## Исходный текст
___
Он слушал, как шаги стихали, потом стихли, и только деревья что-то шептали перед рассветом в сгустившейся темноте… Потом с моря надвинулась мглистая туча, и пошел тихий дождь, недолгий и теплый, покрывший весь парк шорохом капель по листьям. Сначала этот шорох слышали два человека в Центральном парке, а потом только один… Другого на утро ранняя заря застала висящим на одном из шептавших деревьев, со страшным, посиневшим лицом и застывшим стеклянным взглядом.[5]

  Владимир Короленко, «Без языка», 1895
  •  

Последний вулканический провал античного Рима сохранился в летописях благодаря чудесной истории Марка Курция, самопожертвование которого, как неоднократно выяснялось историками, мифологами и исследователями религиозных культов, представляло собою не что иное, как ритуальное самоубийство в честь хтонических божеств. Поднимались вы когда-нибудь на Этну или Везувий? Нет? Я очень жизнерадостный человек и жесточайший враг самоубийства. Но, когда я стою у кратера, хотя бы даже незначительного, вроде Стромболи или поццуоланской Зольфатары, это у меня постоянное чувство: тянет туда. Жутко и весело, энтузиастически отважно тянет. Начинаешь понимать Эмпедокла, радостно прыгнувшего в Этну, а миру назад, вверх презрительно выбросившего подметки своих сандалий. В Трофониев грот, говорят, было жутко вползать только до половины тела, а потом ― как вихрем подхватывало и волокло вниз. Все тот же экстаз нарождался! Демонологи на этом соединении жажды смерти с пифическим экстазом построили множество суеверных теорий и нагородили всякой дьявольщины, а в диком быту кое-где до сих пор еще ходят за пророчествами и знамениями на вершины вулканов и кормят кратеры человеческими телами, обыкновенно, мертвыми, но под шумок, если европейский надзор прозевает, то и живыми.[6]

  Александр Амфитеатров, «Жар-цвет», 1895
  •  

Егор в детстве, в отрочестве был то ленив, то жив, то смешлив, то скучен ― и всегда очень лжив, без всякой надобности. Раз он нарочно объелся белены ― насилу молоком отпоили. Потом взял манеру болтать, что удавится. Старик-печник Макар, злой, серьёзный пьяница, при котором работал он, услыхав однажды эту брехню, дал ему жестокую затрещину, и он опять, как ни в чём не бывало, кинулся месить ногами глину. Но через некоторое время стал болтать о том, что удавится, ещё хвастливее.
___
## Представленные записи
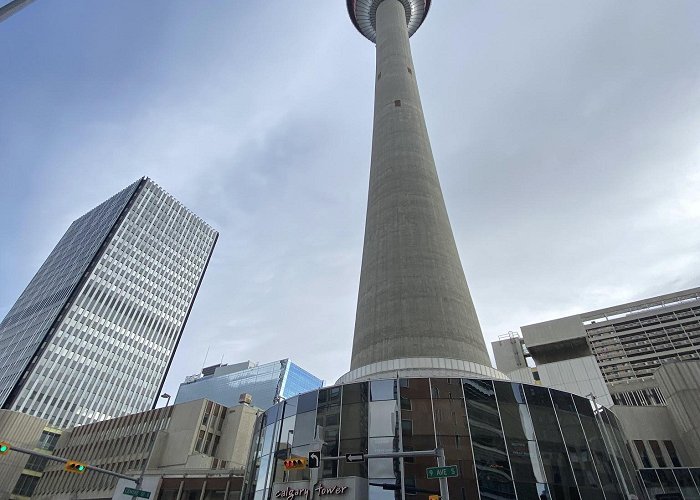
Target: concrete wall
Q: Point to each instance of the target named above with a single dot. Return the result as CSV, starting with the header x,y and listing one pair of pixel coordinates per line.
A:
x,y
522,375
680,384
182,434
21,430
413,298
650,423
237,435
509,354
579,375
___
## Задания
1. Определите, согласуются ли с исходным текстом следующие утверждения, и для каждого ответьте «да» или «нет», приведя дословно решающие слова текста. (а) В отрывке из «Без языка» шорох дождя сначала слышали два человека в Центральном парке. (б) В отрывке из «Жар-цвета» говорящий объявляет себя врагом самоубийства. (в) Егора, объевшегося белены, с трудом отпоили водой.
2. Продолжите исходный текст об Егоре, начав сразу после его последнего предложения.

## Ответы к заданиям
1.
(а) Да: «Сначала этот шорох слышали два человека в Центральном парке».
(б) Да: «Я очень жизнерадостный человек и жесточайший враг самоубийства».
(в) Нет: «насилу молоком отпоили».

2.
  Иван Бунин, «Весёлый двор», 1911
  •  

Человек грузно подымается и пожимает нам руки. И рекомендуется: ― Комаровский. У него низкий, сиплый голос, какой-то деревянный, без интонаций. И рукопожатие тоже деревянное, как у автомата. Кажется, он ничуть не удивлен встрече.
― Приехали на скамейку посмотреть. Да, да ― та самая. Я здесь часто сижу… когда здоров. Здесь хорошее место, тихое, глухое. Даже и днем редко кто заходит. Недавно гимназист здесь застрелился ― только на другой день нашли. Тихое место…
― На этой скамейке застрелился?
― На этой. Это уже второй случай. Почему-то выбирают все эту. За уединенность, должно быть.
― Как же вам не страшно сидеть здесь по ночам одному? ― вмешиваюсь я в разговор. Комаровский оборачивается ко мне и улыбается. Свет фонаря падает на его лицо. Лицо круглое, «обыкновенное» ― такие бывают немцы-коммерсанты средней руки. Во всю щеку румянец. И что-то деревянное в лице и улыбке.[7]

  Георгий Ива́нов, «Петербургские зимы», 1928
  •  

Профессор. Самоубийство? Что такое «самоубийство»? (Ищет в словаре.) Самообложение, самодержавие, самореклама, самоуплотнение… Нашёл «самоубийство». (Удивлённо.) Вы стреляли в себя? Приговор? Суд? Ревтрибунал?
Зоя Берёзкина. Нет… я сама.
Профессор. Сама? От неосторожности?
Зоя Берёзкина. Нет… От любви.
Профессор. Чушь… От любви надо мосты строить и детей рожать…

  Маяковский, «Клоп», 1928
  •  

На его глазах у сходен «Святослава» застрелился пожилой отставной полковник, которому отказали в месте на пароходе.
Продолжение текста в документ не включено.